• [Written task]
Copy the rows below, requests included, from the start of the rows down to the line containing "0,62 -> 293,111", and offset every coordinate in the answers by 87. Leave the numbers in the requests and their format samples unchanged.

• [Input material]
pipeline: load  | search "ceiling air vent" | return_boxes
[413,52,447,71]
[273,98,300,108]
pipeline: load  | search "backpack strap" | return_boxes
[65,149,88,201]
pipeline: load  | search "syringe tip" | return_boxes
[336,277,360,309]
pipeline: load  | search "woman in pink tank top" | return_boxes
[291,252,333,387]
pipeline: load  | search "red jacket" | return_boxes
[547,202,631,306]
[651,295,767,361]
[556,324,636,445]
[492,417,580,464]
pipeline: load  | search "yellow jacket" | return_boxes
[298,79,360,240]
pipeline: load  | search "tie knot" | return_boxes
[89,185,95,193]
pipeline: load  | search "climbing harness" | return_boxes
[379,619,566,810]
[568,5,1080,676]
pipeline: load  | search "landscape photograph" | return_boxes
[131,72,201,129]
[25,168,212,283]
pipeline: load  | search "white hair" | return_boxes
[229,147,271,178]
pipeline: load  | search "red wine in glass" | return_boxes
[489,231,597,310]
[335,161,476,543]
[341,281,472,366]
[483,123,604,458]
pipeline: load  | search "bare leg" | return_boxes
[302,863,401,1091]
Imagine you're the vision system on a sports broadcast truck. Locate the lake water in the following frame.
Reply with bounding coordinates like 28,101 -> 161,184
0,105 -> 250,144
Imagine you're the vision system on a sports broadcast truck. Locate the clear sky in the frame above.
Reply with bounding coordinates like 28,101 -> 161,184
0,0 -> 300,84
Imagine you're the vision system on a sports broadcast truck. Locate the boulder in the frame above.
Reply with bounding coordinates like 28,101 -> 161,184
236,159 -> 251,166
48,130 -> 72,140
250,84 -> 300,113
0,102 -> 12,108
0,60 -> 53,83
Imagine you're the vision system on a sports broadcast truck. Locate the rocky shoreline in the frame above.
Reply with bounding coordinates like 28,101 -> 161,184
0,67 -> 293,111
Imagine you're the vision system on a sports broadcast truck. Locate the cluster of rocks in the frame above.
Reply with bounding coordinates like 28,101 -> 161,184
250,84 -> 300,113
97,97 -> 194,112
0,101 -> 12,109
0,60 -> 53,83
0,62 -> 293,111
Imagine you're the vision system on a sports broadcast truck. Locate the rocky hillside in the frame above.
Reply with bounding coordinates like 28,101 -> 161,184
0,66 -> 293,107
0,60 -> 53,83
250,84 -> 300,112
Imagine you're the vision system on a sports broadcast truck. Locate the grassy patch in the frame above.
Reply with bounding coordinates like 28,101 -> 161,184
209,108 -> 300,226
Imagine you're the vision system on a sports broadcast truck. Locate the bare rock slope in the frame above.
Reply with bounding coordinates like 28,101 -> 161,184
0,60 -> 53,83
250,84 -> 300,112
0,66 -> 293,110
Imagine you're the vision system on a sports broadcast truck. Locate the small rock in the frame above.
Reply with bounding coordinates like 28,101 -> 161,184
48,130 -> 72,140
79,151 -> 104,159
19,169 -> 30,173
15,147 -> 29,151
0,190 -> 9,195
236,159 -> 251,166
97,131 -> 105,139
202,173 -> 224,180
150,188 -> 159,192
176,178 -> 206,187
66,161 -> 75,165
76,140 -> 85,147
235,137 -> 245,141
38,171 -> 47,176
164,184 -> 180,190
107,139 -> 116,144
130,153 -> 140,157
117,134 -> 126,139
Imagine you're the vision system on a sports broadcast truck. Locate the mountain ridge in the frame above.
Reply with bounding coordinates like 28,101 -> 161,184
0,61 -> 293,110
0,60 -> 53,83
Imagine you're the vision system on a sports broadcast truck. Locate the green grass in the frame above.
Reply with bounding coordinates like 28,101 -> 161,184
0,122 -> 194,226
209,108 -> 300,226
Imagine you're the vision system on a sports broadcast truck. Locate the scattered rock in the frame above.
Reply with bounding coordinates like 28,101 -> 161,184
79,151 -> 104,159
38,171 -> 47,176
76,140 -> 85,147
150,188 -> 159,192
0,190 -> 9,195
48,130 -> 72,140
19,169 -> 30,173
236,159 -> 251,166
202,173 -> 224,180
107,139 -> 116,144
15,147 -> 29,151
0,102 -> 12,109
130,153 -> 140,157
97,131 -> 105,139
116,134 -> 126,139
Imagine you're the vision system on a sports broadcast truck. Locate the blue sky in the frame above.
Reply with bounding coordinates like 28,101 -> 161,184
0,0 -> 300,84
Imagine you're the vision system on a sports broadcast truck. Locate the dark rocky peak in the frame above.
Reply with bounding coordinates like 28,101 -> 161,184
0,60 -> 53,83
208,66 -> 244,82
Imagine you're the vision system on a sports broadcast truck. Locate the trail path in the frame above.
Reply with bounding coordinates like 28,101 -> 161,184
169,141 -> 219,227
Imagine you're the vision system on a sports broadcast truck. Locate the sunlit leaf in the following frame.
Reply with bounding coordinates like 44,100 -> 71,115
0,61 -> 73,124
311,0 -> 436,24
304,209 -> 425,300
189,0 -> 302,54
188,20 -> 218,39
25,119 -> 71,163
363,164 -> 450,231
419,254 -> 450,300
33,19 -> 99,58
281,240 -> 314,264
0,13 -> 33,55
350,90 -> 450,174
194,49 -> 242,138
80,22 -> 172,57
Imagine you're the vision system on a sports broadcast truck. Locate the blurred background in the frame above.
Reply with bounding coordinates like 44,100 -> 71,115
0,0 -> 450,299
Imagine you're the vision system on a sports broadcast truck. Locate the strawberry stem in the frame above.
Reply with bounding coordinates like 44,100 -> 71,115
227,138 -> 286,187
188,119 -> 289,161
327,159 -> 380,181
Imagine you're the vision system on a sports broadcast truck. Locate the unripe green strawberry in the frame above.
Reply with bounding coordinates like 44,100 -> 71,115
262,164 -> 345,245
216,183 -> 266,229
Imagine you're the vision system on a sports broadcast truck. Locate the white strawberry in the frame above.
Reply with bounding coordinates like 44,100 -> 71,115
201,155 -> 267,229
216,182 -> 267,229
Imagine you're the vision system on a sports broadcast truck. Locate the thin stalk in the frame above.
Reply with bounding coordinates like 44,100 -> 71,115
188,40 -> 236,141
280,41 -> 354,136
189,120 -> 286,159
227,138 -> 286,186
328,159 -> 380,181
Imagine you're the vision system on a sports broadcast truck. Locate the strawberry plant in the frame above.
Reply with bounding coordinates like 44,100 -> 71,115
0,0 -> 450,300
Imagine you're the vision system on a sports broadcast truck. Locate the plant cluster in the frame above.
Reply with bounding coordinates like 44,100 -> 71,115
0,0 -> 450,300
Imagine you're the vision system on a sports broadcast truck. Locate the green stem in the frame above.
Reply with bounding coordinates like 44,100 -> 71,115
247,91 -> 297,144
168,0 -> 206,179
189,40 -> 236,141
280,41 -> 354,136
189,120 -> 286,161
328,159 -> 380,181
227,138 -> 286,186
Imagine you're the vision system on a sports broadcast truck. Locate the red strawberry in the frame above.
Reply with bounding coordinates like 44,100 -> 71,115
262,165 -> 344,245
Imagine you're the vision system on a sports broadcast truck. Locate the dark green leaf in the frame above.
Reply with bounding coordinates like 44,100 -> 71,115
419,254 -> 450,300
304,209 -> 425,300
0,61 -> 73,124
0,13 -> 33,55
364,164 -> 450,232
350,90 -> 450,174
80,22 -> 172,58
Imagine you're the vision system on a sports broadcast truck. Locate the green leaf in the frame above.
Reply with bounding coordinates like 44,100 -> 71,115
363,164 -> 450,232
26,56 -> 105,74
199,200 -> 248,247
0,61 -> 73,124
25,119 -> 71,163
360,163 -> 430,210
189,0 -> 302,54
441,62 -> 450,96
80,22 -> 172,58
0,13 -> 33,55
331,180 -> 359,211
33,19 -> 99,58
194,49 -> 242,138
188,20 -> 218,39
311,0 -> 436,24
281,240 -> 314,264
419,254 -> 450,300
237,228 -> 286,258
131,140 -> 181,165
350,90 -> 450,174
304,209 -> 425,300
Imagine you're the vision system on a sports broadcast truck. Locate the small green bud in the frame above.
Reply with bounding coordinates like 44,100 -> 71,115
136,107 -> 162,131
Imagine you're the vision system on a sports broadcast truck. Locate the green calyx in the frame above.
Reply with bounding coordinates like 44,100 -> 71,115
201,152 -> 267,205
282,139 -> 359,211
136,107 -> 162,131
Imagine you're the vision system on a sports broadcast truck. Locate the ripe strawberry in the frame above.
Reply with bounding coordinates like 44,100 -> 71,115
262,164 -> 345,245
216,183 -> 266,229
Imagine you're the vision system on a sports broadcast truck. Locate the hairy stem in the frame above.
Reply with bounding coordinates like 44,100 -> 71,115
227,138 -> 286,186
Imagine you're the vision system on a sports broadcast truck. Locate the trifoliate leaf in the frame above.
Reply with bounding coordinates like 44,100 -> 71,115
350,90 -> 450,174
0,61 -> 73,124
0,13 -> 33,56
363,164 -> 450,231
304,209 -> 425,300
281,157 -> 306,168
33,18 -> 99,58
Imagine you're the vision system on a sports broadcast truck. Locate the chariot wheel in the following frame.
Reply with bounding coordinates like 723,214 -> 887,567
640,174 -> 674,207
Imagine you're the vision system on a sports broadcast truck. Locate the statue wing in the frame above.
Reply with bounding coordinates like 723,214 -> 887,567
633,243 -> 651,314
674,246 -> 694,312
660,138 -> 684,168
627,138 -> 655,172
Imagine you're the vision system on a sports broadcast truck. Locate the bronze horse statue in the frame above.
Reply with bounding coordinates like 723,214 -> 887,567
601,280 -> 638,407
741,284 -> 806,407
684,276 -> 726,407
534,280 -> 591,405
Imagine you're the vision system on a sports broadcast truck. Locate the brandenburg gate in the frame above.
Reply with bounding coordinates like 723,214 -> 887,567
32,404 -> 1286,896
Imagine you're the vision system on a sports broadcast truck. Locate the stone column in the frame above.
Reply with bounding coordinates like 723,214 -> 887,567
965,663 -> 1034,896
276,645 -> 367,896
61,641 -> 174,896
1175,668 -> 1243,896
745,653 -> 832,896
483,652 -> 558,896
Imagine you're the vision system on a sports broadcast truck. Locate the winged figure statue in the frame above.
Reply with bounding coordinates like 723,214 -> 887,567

• [Exercise output]
pipeline: load  | search "ceiling air vent" | return_boxes
[500,139,534,158]
[360,185,387,195]
pipeline: load  | search "backpack strap" | return_boxes
[152,236,175,288]
pipeline: load  | search "syringe tip" | return_boxes
[423,364,447,396]
pipeline: load  | search "woman in pink tank top" | return_boxes
[378,339,420,474]
pipeline: load  | search "red jacket" | return_boxes
[634,289,718,393]
[738,382,854,448]
[643,411,723,532]
[579,504,667,551]
pipeline: load  | search "yellow jacket" | return_boxes
[385,166,447,327]
pipeline: load  | search "tie knot" | return_boxes
[176,272,182,280]
pipeline: load  | search "climbing harness" | return_boxes
[466,706,653,897]
[655,92,1167,763]
pipeline: load  | search "landscape photograph" | return_boxes
[218,159,288,216]
[112,255,299,370]
pipeline: load  | search "white hair" | return_boxes
[316,234,358,265]
pipeline: load  | search "red wine in glass" | return_boxes
[576,318,684,397]
[422,248,563,630]
[428,368,559,453]
[570,210,691,545]
pipeline: load  | search "bare leg" | return_boxes
[389,950,488,1178]
Imagine you're the vision system on a sports broadcast truck. Locate the lake water in the following frame.
Reply with bounding coordinates like 28,101 -> 161,184
87,192 -> 337,231
Imagine you're the vision system on a sports broadcast truck. Locate the clear sky in the frame above.
Reply with bounding coordinates like 28,101 -> 161,184
87,87 -> 387,171
Imagine you're the vision system on a sports broadcast truck. Locate the boulder in the frame above.
Reply with bounding coordinates like 28,101 -> 161,184
323,246 -> 338,253
135,217 -> 159,227
337,171 -> 387,200
87,189 -> 99,195
87,147 -> 140,170
Imagine you're the vision system on a sports broadcast truck. Locate the rocky shoreline in the frame above.
Reply with bounding coordinates like 28,101 -> 161,184
87,154 -> 380,198
Imagine you're the vision system on a sports broadcast truck. Locate the cluster of rocks in the frame above.
Reply with bounding coordinates like 28,101 -> 161,184
337,171 -> 387,200
184,184 -> 281,199
87,188 -> 99,196
87,147 -> 140,170
87,149 -> 380,198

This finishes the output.